What is it about New York? I curse and scream in the summer when the hot trash fills my lungs and I can’t find a square inch of peace and quiet and I have to wear different shirts to commute in because we’re all a sweaty damn mess. I suffocate, in all ways.
And then I cry, ‘This is the last straw! I’m leaving! You can’t make me stay here another year!’ And everyone keeps walking by, unflinched by the crazy woman trying to hold a cell phone, and an iced coffee, and a Metro card, and some shred of confidence. Sweat is rolling down my back because it has to go somewhere. But everything is an uphill battle; every passerby, an unwelcomed guest in my personal space. I try to listen to music to drown out the parts of this city I hate, but it’s just stimulus on top of stimulus.

> RECORDS:
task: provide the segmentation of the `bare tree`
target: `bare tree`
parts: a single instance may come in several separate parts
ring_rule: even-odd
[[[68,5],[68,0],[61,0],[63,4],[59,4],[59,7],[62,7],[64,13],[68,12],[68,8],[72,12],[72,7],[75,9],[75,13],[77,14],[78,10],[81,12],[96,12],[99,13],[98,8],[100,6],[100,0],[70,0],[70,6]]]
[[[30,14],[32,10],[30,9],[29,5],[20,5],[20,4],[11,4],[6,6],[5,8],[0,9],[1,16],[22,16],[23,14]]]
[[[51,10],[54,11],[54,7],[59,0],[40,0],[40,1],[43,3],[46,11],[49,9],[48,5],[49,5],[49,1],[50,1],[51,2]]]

> WORK REQUEST 1: In the essay about summer in New York, translate this sentence into Spanish: "Sweat is rolling down my back because it has to go somewhere."
> WORK REQUEST 2: According to the essay about summer in New York, what does the narrator have to wear for the commute?
> WORK REQUEST 3: Write a continuation of the essay about summer in New York, beginning after its last sentence.

> ANSWER AREA 1: El sudor me corre por la espalda porque tiene que ir a alguna parte.

> ANSWER AREA 2: Different shirts.

> ANSWER AREA 3:
Then that first 50-degree Saturday hits, and the crisp, October air suddenly dampens the chaos, the sun lights up the buildings in new ways, and the world around me doesn’t seem so frenetic. I stand still and calm and let the wind brush over my face. I don’t mind that my hair, longer than it was a year ago, is swept in its path. I stare up at the old architecture set against painted sky, and I ask myself if people live up there on the top story behind the arched windows. My feet are so tired I take a car home.
In Chinatown, we pass by a florescent-lit fish market. Tall, Asian men stand in aisles between the ice in their long, white coats, arms folded, eyes on the people coming in and out. Some are refilling the stands with tuna; one is at the register patiently waiting for a customer. Everyone is wearing the same navy blue baseball cap. The floor tiles are dewy from the constant A/C and ice, but they’re clean. I don’t have to roll down the window to know that it smells like cold fish and bleach in there.
Situated on either side are two little stalls filled to the brim with tourist crap. The ones with the I ❤ NY t-shirts and NYPD pajama pants. They’re more like walk-in closets — I don’t think they occupy any actual real estate. Over-flowing with souvenier shirts and bags and sweaters, each is assigned one person to coordinate transactions. Ya know, someone somewhere made those things for someone from somewhere to buy and take back somewhere, perhaps for someone else. I think about who all those people are, and what they’re doing right now.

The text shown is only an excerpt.